【开源库剖析】Matrix V0.6.5 源码解析

807 阅读8分钟

Matrix是腾讯大概在2018年开源的一个APM,覆盖Android/ios/macOS三端,功能比较完善。这里简单学习下。

项目地址:github.com/Tencent/mat…

相关文档:github.com/Tencent/mat…

一、Matrix整体框架

image.png

Matrix核心功能包含三部分:I/O监控、内存泄漏监控、流畅性监控等模块,这里不一一例举。各自以插件类形式统一归Matrix管理,这种架构方式方便热插拔。

接下来挑几个比较感兴趣的Plugin展开学习。

二、TracePlugin分析

官方wiki说明:github.com/Tencent/mat…

2.1 整体框架

image.png

类功能说明:

LooperMonitor:监听Looper消息。 UIThreadMonitor:主线程监听,主要功能是针对LooperMonitor的回调进行分发。 AppMethodBeat:app相关工具类。 Tracer

  • AnrTracer:Anr监控。
  • FrameTracer:帧监控。
  • StartupTracer:启动监控(冷启、温起)。
  • EvilMethodTracer:慢方法监控。

2.2 具体功能实现分析

2.2.1 TracePlugin 主线程监控方案:

造成丢帧、卡顿的直接原因通常是,主线程执行繁重的UI绘制、大量的计算或IO等耗时操作。主线程监控方案:

  • 主线程 Looper设置Printer,监控每次 dispatchMessage 的执行耗时。(使用该方案的开源项目:BlockCanary
  • 向Choreographer注册FrameCallback 监听对象,监控相邻两次 Vsync 事件通知的时间差。(使用该方案的开源项目:ArgusAPM

先看Looper.loop()源码:

for (;;) {
    Message msg = queue.next(); // might block
   if (msg == null) {
        // No message indicates that the message queue is quitting.
       return;
   }
    // This must be in a local variable, in case a UI event sets the logger
   final Printer logging = me.mLogging;
   if (logging != null) {
        logging.println(">>>>> Dispatching to " + msg.target + " " +
                msg.callback + ": " + msg.what);
   }
...
    try {
        msg.target.dispatchMessage(msg);
   } finally {
        if (traceTag != 0) {
            Trace.traceEnd(traceTag);
       }
    }
    if (logging != null) {
        logging.println("<<<<< Finished to " + msg.target + " " + msg.callback);
   }
...
}

queue中next获取到一个消息,然后在msg.target.dispatchMessage前后通过Printer打印对应信息。

核心代码:

LooperMonitor.java

private synchronized void resetPrinter() {
...

### 提取数据
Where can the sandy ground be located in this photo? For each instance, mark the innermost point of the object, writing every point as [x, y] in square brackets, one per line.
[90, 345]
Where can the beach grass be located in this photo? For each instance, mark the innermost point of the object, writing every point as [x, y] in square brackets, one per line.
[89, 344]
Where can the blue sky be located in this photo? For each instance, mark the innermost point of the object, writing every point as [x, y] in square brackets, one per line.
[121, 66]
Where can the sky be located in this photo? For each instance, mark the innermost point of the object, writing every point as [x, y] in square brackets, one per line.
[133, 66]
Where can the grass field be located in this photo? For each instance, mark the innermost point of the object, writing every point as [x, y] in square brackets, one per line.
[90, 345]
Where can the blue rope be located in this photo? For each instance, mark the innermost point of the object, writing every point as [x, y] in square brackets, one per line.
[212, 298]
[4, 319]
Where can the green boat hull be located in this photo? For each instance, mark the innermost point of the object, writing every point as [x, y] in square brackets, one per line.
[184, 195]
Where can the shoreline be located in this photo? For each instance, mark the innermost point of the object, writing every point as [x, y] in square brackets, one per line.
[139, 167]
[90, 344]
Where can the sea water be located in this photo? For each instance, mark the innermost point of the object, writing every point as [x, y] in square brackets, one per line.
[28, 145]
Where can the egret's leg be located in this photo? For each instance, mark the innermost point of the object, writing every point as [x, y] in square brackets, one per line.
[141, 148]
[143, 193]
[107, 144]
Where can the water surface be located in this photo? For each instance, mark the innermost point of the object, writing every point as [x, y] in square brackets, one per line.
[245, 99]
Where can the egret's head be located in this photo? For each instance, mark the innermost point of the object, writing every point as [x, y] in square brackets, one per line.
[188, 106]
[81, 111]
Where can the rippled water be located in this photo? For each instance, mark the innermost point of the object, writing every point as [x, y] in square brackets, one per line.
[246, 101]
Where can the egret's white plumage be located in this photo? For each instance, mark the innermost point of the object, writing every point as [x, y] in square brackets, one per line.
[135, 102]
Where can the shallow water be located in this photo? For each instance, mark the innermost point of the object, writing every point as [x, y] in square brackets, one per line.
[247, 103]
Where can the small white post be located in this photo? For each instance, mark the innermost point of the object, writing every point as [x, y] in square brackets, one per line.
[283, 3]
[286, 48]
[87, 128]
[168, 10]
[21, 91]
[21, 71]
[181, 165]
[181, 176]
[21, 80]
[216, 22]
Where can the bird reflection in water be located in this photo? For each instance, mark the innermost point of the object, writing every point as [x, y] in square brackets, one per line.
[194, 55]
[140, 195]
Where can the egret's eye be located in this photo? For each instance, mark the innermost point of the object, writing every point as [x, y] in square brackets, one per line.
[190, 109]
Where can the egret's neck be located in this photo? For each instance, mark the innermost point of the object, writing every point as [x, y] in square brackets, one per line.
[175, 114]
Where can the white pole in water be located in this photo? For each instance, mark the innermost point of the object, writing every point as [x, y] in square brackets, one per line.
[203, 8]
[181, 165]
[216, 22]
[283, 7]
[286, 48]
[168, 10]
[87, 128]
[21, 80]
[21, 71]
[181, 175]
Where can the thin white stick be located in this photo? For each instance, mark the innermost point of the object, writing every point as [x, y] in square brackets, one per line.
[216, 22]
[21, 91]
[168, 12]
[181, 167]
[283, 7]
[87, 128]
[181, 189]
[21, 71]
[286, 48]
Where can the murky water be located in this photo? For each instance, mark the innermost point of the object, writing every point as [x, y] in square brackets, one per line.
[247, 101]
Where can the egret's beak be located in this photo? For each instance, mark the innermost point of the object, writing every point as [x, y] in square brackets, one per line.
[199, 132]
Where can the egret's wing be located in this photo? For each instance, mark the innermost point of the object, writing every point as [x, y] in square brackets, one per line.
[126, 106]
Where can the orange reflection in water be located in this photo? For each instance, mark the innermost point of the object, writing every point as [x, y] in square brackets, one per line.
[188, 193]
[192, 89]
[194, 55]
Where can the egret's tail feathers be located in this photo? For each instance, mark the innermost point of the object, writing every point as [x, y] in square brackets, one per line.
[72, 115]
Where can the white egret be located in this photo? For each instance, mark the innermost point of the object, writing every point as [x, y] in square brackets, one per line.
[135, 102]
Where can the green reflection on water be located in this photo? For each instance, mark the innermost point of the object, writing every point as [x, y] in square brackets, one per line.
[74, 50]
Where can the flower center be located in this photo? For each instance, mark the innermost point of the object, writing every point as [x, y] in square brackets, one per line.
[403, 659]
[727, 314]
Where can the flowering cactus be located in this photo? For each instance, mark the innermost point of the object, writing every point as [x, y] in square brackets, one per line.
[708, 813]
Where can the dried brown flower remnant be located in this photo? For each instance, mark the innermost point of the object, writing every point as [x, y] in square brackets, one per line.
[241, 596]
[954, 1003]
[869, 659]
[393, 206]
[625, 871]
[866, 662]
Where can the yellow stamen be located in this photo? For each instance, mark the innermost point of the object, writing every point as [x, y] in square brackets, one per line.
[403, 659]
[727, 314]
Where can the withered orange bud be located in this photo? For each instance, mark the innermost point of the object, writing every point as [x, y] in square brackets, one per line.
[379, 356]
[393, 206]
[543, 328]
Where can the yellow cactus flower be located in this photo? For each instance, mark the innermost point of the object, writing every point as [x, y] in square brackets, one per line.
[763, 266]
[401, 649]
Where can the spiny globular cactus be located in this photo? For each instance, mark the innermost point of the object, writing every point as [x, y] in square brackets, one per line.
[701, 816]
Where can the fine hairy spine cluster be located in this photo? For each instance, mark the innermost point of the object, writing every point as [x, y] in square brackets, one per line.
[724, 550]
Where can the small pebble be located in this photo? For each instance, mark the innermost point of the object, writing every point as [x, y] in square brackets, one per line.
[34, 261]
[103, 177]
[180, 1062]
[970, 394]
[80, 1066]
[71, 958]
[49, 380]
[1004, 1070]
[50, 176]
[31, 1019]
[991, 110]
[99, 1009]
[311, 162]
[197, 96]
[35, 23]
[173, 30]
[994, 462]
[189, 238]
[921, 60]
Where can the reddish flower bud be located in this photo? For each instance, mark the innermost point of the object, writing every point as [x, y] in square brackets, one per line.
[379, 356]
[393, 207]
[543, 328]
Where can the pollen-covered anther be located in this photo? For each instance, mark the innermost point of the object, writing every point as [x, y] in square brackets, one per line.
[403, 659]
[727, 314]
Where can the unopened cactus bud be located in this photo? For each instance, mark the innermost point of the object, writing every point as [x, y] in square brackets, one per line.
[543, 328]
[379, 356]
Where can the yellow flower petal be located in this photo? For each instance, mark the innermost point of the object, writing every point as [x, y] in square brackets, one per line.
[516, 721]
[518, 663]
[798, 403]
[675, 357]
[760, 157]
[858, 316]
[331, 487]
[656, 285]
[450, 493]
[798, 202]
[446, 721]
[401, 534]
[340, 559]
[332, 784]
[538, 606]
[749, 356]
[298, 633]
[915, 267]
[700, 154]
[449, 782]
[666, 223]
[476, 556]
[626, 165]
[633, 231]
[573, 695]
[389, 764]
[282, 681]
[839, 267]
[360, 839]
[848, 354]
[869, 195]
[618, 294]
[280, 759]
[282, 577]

### 任务目标
这篇 Matrix 源码解析文章写到 LooperMonitor.java 的 resetPrinter() 方法就停了,你能从那里接着续写下去吗? 上面的条目在这里用不上。

### 回答内容
    looper.setMessageLogging(printer = new LooperPrinter(originPrinter));
...
}

class LooperPrinter implements Printer {
    public Printer origin;
   boolean isHasChecked = false;
   boolean isValid = false;
   LooperPrinter(Printer printer) {
        this.origin = printer;
   }
    @Override
   public void println(String x) {
 ...
        if (isValid) {
           //x.charAt(0) == '>对应  ">>>>> Dispatching to “ 打印,满足则回调onDispatchBegin,否则则是onDispatchEnd
            dispatch(x.charAt(0) == '>', x); 
       }
    }
}

之后的tracer都是以LooperPrinter回调的onDispatchBegin和onDispatchEnd来监控每一个主线程消息任务的分发前后。

2.2.2 FrameTracer丢帧监控

LooperMonitor中向主线程Looper设置LooperPrinter,通过通过listener反馈dispatch前后的事件发生的回调给UIThreadMonitor,UIThreadMonitor又调用FrameTrace的doFrame。

核心代码:

/**
* @param focusedActivityName 当前获取焦点的activity
* @param start dispatch start
* @param end dispatch end
* @param frameCostMs 0
* @param inputCostNs
* @param animationCostNs
* @param traversalCostNs
*/
public void doFrame(String focusedActivityName, long start, long end, long frameCostMs, long inputCostNs, long animationCostNs, long traversalCostNs) {
    if (isForeground()) {
        notifyListener(focusedActivityName, end - start, frameCostMs, frameCostMs >= 0);
   }
}
private void notifyListener(final String visibleScene, final long taskCostMs, final long frameCostMs, final boolean isContainsFrame) {
...
                 //一个消息dispatch的时间折算为多少帧
               final int dropFrame = (int) (taskCostMs / frameIntervalMs);
...
    }
}

dropFrame统计是mainLooper单个消息任务dispatch耗时折算为多少帧。这里做法些许存在质疑,感觉应该是只针对界面存在绘制的时候才做统计。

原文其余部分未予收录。